## Problem description:
Output every record below exactly as it appears.

═══ Record excerpts ═══

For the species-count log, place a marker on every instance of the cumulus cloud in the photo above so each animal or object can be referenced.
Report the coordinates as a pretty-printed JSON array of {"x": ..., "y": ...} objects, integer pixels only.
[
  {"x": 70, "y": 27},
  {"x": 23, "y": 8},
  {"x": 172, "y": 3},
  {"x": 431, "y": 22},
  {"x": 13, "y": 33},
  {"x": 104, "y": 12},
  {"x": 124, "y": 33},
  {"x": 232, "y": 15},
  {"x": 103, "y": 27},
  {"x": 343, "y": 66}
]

═══

## Solved exercise:
For the species-count log, place a marker on every instance of the cumulus cloud in the photo above so each animal or object can be referenced.
Report the coordinates as a pretty-printed JSON array of {"x": ..., "y": ...} objects, integer pixels only.
[
  {"x": 70, "y": 27},
  {"x": 23, "y": 8},
  {"x": 172, "y": 3},
  {"x": 431, "y": 22},
  {"x": 13, "y": 33},
  {"x": 104, "y": 12},
  {"x": 124, "y": 33},
  {"x": 232, "y": 15},
  {"x": 103, "y": 27},
  {"x": 343, "y": 66}
]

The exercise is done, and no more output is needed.